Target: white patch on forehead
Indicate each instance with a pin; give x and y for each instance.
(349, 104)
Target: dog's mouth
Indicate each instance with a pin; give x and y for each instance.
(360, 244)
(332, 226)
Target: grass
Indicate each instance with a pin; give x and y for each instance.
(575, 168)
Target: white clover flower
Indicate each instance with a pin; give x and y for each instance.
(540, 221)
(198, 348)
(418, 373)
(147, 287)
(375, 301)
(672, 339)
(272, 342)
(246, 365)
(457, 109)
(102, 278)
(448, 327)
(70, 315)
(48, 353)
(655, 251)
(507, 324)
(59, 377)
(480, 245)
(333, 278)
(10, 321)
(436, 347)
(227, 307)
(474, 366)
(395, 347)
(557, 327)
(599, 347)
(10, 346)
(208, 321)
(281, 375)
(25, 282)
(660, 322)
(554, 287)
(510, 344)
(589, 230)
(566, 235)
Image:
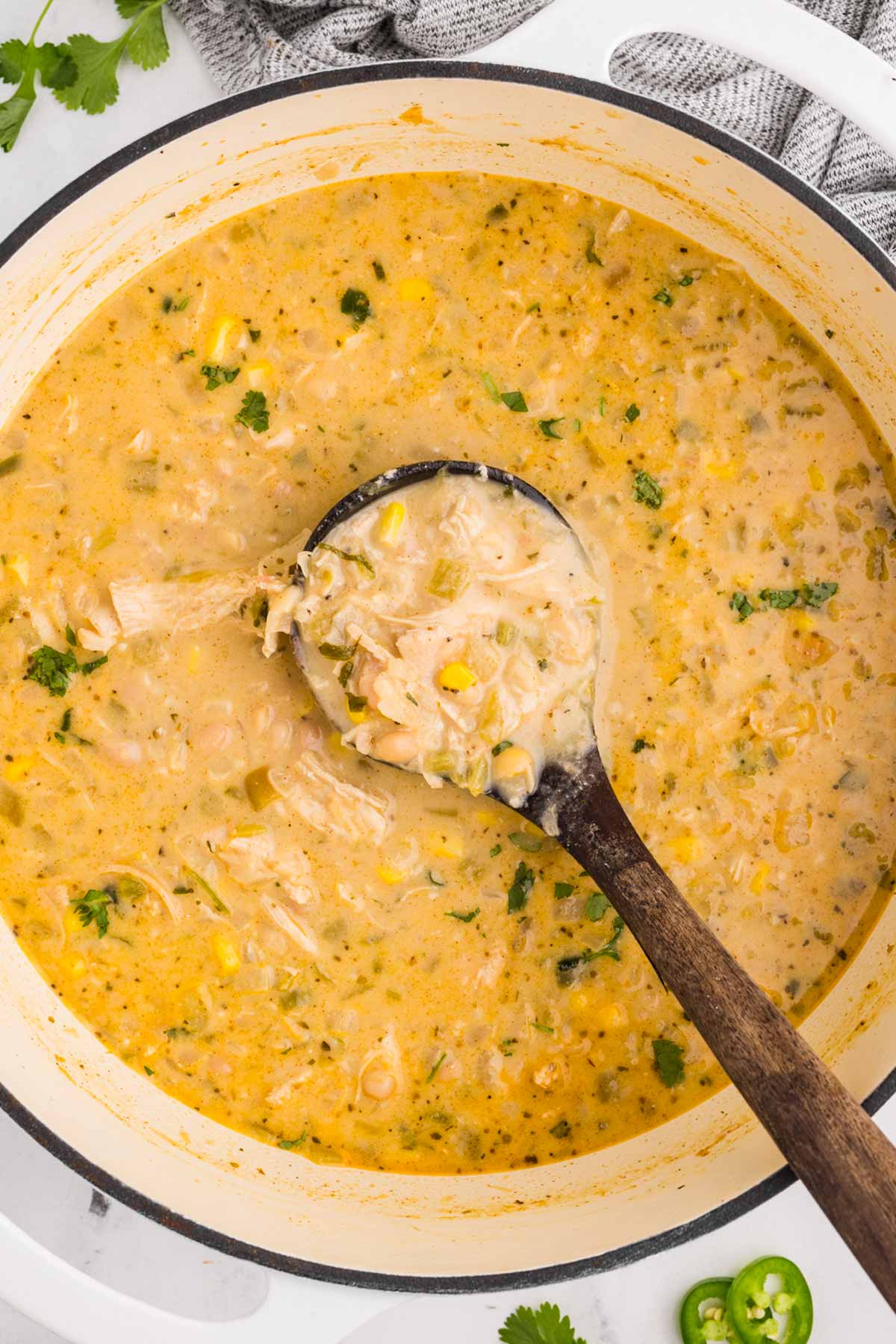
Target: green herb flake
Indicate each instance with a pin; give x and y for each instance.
(356, 305)
(52, 670)
(520, 887)
(523, 840)
(647, 490)
(465, 918)
(595, 906)
(217, 374)
(780, 598)
(254, 413)
(815, 594)
(742, 605)
(93, 907)
(435, 1068)
(514, 401)
(489, 385)
(337, 652)
(668, 1061)
(361, 561)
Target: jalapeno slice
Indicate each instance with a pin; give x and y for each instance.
(753, 1308)
(704, 1316)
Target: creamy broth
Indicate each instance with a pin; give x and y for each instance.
(319, 949)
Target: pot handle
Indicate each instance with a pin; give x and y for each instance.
(579, 37)
(82, 1310)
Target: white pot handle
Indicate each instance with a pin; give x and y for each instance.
(579, 38)
(82, 1310)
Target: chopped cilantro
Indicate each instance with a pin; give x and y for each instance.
(531, 844)
(93, 907)
(52, 670)
(361, 561)
(356, 305)
(254, 413)
(595, 906)
(647, 490)
(780, 598)
(520, 887)
(435, 1068)
(742, 605)
(217, 374)
(668, 1062)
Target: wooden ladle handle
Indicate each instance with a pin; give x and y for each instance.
(832, 1144)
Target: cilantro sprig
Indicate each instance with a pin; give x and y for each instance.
(539, 1325)
(82, 73)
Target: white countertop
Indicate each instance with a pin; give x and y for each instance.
(633, 1305)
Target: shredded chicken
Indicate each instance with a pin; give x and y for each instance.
(329, 804)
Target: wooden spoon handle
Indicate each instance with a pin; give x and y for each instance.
(832, 1144)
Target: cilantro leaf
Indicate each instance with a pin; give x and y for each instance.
(520, 887)
(780, 598)
(539, 1325)
(668, 1062)
(93, 907)
(647, 491)
(254, 413)
(52, 668)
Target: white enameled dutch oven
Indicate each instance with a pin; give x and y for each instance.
(367, 1229)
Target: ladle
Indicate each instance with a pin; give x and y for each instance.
(830, 1142)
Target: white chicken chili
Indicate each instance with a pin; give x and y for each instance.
(452, 628)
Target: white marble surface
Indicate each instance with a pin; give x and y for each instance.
(629, 1307)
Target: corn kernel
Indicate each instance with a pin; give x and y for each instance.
(19, 566)
(388, 874)
(414, 289)
(612, 1018)
(457, 676)
(687, 847)
(445, 847)
(226, 953)
(391, 523)
(220, 337)
(759, 880)
(19, 768)
(75, 965)
(355, 715)
(260, 376)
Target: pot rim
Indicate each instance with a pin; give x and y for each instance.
(67, 195)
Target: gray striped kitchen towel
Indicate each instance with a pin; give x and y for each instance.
(253, 42)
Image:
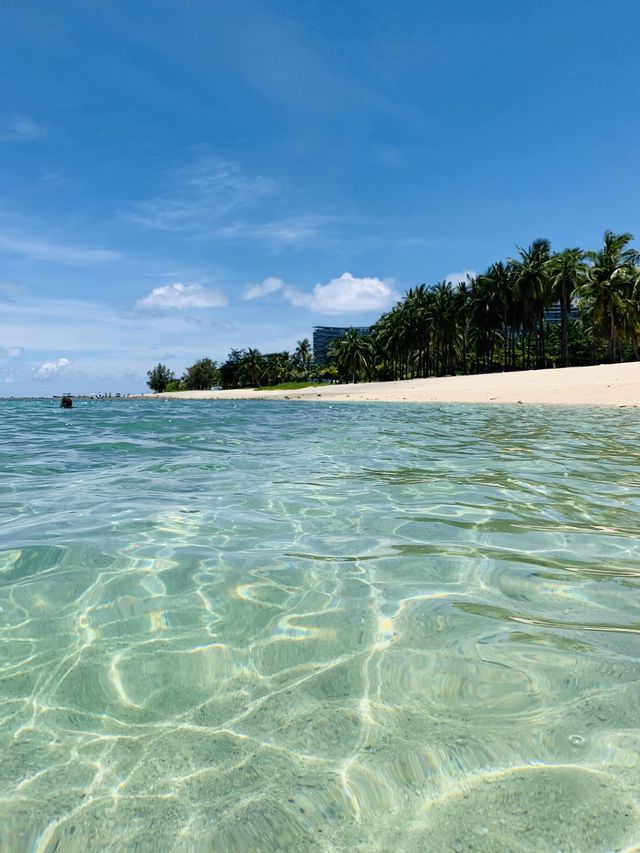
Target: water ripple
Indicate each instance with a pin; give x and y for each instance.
(273, 626)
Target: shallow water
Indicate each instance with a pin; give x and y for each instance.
(296, 626)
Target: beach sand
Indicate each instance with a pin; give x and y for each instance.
(602, 385)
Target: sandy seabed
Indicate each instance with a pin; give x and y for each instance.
(602, 385)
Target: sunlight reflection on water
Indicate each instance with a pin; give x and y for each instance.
(292, 626)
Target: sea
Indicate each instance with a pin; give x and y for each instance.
(303, 626)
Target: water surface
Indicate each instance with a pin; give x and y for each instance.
(300, 626)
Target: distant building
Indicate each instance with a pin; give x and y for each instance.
(552, 315)
(323, 336)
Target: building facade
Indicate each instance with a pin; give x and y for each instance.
(323, 337)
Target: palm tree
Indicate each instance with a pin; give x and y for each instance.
(304, 355)
(253, 366)
(567, 270)
(531, 278)
(445, 325)
(608, 284)
(353, 354)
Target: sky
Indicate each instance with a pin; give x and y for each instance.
(182, 178)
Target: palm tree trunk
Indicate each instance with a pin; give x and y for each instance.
(564, 328)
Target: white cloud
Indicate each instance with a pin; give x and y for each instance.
(20, 128)
(458, 277)
(51, 368)
(46, 250)
(350, 295)
(181, 296)
(201, 193)
(344, 295)
(268, 286)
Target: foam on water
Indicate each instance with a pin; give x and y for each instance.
(289, 626)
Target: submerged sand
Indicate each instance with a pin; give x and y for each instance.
(602, 385)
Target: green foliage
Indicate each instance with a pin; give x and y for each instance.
(159, 377)
(494, 321)
(291, 386)
(201, 376)
(353, 356)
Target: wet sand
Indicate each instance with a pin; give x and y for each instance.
(602, 385)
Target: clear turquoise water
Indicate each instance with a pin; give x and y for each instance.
(297, 626)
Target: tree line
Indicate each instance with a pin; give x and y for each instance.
(244, 368)
(491, 322)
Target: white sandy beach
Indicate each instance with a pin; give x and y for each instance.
(602, 385)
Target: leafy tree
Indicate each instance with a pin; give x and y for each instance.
(567, 270)
(303, 356)
(201, 376)
(231, 369)
(607, 293)
(353, 354)
(159, 378)
(253, 365)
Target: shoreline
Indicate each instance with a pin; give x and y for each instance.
(607, 385)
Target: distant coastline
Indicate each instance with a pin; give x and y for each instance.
(600, 385)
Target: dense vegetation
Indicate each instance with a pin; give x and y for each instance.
(495, 321)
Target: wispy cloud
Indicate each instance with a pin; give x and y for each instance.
(346, 294)
(20, 128)
(303, 230)
(48, 250)
(200, 194)
(49, 369)
(180, 296)
(11, 352)
(258, 291)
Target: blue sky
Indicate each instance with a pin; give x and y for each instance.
(177, 179)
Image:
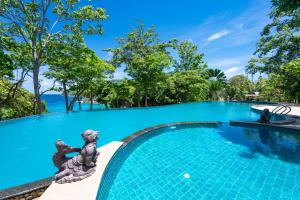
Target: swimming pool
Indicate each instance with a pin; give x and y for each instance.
(203, 162)
(27, 145)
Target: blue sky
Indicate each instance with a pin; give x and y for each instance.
(225, 31)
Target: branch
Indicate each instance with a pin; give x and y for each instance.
(49, 89)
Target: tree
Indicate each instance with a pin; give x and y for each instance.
(186, 86)
(189, 58)
(217, 81)
(15, 57)
(19, 106)
(145, 59)
(237, 87)
(30, 22)
(290, 78)
(77, 69)
(270, 89)
(279, 43)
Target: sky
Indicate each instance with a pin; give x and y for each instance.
(225, 31)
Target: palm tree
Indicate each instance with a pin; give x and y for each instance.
(217, 79)
(216, 75)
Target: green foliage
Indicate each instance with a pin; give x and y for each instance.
(189, 58)
(279, 43)
(270, 89)
(21, 105)
(30, 22)
(186, 86)
(76, 68)
(145, 59)
(217, 81)
(237, 87)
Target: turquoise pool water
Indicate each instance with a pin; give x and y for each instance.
(27, 145)
(206, 163)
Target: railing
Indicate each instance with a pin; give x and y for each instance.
(281, 110)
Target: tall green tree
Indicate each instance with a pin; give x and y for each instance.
(186, 86)
(31, 22)
(279, 43)
(237, 87)
(217, 81)
(145, 58)
(76, 69)
(189, 58)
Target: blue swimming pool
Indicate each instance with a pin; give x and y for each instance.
(202, 162)
(27, 145)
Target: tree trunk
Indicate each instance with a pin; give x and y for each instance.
(91, 99)
(79, 102)
(36, 85)
(146, 101)
(66, 96)
(71, 106)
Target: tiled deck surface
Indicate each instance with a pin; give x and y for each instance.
(294, 112)
(87, 188)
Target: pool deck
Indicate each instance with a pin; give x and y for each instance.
(87, 188)
(295, 110)
(294, 115)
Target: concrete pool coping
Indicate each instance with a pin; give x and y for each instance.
(86, 188)
(65, 191)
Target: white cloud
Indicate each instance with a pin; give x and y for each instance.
(229, 62)
(218, 35)
(232, 71)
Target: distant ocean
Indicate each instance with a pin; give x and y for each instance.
(56, 103)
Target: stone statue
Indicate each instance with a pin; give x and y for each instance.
(265, 116)
(80, 166)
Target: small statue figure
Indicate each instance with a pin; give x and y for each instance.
(80, 166)
(265, 116)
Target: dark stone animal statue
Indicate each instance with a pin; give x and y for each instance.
(265, 116)
(80, 166)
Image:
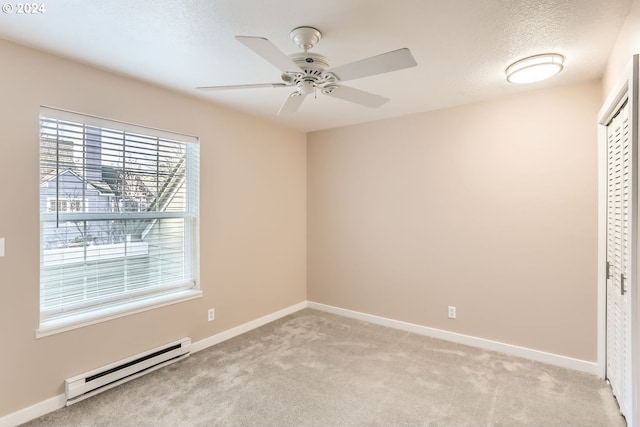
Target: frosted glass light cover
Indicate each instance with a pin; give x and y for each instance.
(535, 68)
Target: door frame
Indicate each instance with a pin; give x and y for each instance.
(626, 89)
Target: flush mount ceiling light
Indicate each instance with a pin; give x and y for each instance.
(535, 68)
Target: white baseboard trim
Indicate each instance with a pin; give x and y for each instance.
(514, 350)
(57, 402)
(246, 327)
(33, 411)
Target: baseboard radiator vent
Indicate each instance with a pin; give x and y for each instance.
(93, 382)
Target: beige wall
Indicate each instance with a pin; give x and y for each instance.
(490, 207)
(253, 231)
(628, 44)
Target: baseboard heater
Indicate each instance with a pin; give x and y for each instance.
(98, 380)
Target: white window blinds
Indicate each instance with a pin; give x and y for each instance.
(118, 213)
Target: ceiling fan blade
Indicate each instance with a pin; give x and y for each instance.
(383, 63)
(250, 86)
(269, 51)
(358, 96)
(292, 103)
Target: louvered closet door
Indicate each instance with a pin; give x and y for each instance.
(619, 177)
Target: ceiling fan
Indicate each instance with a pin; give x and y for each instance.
(308, 72)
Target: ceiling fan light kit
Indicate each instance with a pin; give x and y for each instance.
(309, 72)
(535, 68)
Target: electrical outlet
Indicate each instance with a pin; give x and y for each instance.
(452, 312)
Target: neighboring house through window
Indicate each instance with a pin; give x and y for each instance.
(118, 218)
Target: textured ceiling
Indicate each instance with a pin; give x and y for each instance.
(462, 46)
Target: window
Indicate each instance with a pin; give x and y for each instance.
(118, 219)
(66, 205)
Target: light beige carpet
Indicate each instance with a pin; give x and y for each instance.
(317, 369)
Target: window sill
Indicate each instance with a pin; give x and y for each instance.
(79, 320)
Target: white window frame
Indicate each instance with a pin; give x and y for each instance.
(140, 301)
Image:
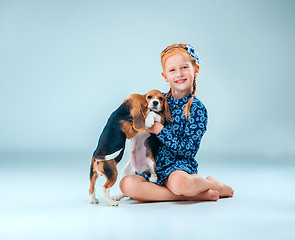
==*==
Task objective →
The lines above, starting at the one with "Target: turquoise pool water" and ending at the one with "Target: concrete pool coping", are the only ones to return, exactly as written.

Answer →
Target: turquoise pool water
Indicate each instance with a pin; give x and y for each instance.
(27, 145)
(206, 163)
Target: railing
Indicate each instance with a pin; give x and y for each instance.
(281, 110)
Target: tall green tree
Indicate each instance with a pin; give x and y for each instance.
(186, 86)
(31, 22)
(279, 43)
(237, 87)
(217, 81)
(145, 58)
(76, 69)
(189, 58)
Target: blue swimming pool
Indicate each instance with a pin; give x and y for each instance.
(202, 162)
(27, 145)
Target: tree trunk
Indicate each instance with a pin; give x and y for each instance.
(91, 99)
(79, 102)
(36, 85)
(146, 101)
(66, 96)
(71, 106)
Target: tiled deck surface
Indicate each instance with a pin; give x and y for each instance.
(294, 112)
(87, 188)
Target: pool deck
Indicate each instance with a pin; give x and y for each instance.
(87, 188)
(295, 110)
(294, 115)
Target: concrete pool coping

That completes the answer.